Reproduce the full listing below word for word, leaving every line unchanged.

---------- Supplied data

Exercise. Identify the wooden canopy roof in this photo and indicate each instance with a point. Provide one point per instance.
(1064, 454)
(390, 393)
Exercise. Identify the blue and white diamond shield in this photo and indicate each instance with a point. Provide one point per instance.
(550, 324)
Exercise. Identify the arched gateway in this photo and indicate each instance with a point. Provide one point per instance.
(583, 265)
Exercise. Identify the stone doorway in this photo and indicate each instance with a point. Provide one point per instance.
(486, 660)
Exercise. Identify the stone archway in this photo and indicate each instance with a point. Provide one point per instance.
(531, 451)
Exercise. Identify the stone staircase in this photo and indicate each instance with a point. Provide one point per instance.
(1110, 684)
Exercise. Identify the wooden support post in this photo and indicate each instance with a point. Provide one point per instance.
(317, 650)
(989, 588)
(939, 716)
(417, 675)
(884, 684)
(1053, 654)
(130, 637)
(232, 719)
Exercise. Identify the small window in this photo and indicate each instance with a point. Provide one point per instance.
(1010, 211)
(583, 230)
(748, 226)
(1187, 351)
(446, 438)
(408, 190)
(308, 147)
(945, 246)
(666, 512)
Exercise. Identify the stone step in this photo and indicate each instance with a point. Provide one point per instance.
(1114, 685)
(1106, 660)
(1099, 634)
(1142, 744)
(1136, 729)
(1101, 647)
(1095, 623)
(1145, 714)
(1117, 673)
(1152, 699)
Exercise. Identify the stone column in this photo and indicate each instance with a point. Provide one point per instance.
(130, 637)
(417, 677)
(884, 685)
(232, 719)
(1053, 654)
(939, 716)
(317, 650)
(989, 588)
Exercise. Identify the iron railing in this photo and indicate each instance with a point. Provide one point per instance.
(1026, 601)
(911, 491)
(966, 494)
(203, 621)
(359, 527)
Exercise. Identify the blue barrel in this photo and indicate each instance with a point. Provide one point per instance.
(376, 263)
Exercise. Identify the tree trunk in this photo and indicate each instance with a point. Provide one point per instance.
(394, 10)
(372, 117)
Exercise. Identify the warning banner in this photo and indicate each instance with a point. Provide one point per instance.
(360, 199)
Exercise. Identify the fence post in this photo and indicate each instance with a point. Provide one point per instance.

--------------------

Complete response:
Exercise. Identify the wooden canopy roof in this photo and indicate each instance with a point. Provide one point per instance.
(1064, 454)
(390, 393)
Exercise. Identify the blue and white diamond shield in this photo and indicate each instance with a point. Provide one point per instance.
(550, 324)
Exercise. Identify the arched gateway in this photo and indicate each instance with a point. Provide one point per instance.
(583, 265)
Exercise. Identify the stone doorway in this photo and indicate each instance with a point. Provide one point per instance.
(486, 660)
Exercise. Identify the stone archway in this photo and indicate each instance with a point. Provide one point per instance.
(531, 451)
Exercise. Identify the stone staircase in this photo and indicate each instance with a point. Provide one point per instance.
(1110, 684)
Exercise. Identify the wooden support post in this photo and indicate each instance with a point. Provide one point per instance.
(317, 650)
(989, 588)
(939, 716)
(417, 675)
(884, 684)
(1053, 654)
(130, 637)
(232, 719)
Exercise. Identify the small window in this photo and indicate each instance with a point. Provide one point per instance.
(1010, 211)
(583, 230)
(748, 226)
(1187, 351)
(446, 438)
(408, 190)
(308, 147)
(945, 246)
(666, 512)
Exercise. Identify the stone step in this photo and indicate each instance with a point. Provide one point per instance.
(1114, 685)
(1106, 660)
(1099, 634)
(1142, 744)
(1136, 729)
(1101, 647)
(1095, 623)
(1145, 714)
(1117, 673)
(1152, 699)
Exercise. Identify the stone column in this photo and indicate each instance with a point. Provide one point per instance.
(130, 637)
(417, 677)
(884, 685)
(232, 719)
(1053, 654)
(939, 716)
(317, 650)
(989, 588)
Exercise. Identify the iron railing in this photo and indicate each instance with a point. Provide one point per instance.
(1026, 601)
(911, 491)
(966, 494)
(203, 621)
(359, 527)
Exercise. Identify the blue barrel in this photo and indicate each instance with a point. Provide one point per instance.
(376, 263)
Exercise. Identify the tree trunk in this photo and indicate each instance with a point. Provide one point per instance.
(394, 10)
(372, 117)
Exercise. Identify the warning banner in this photo and indicate each instance with a point. Provide one point per instance.
(360, 199)
Exercise. Identify the fence post in this photo and indicate each instance with a point. Provide one point per instance.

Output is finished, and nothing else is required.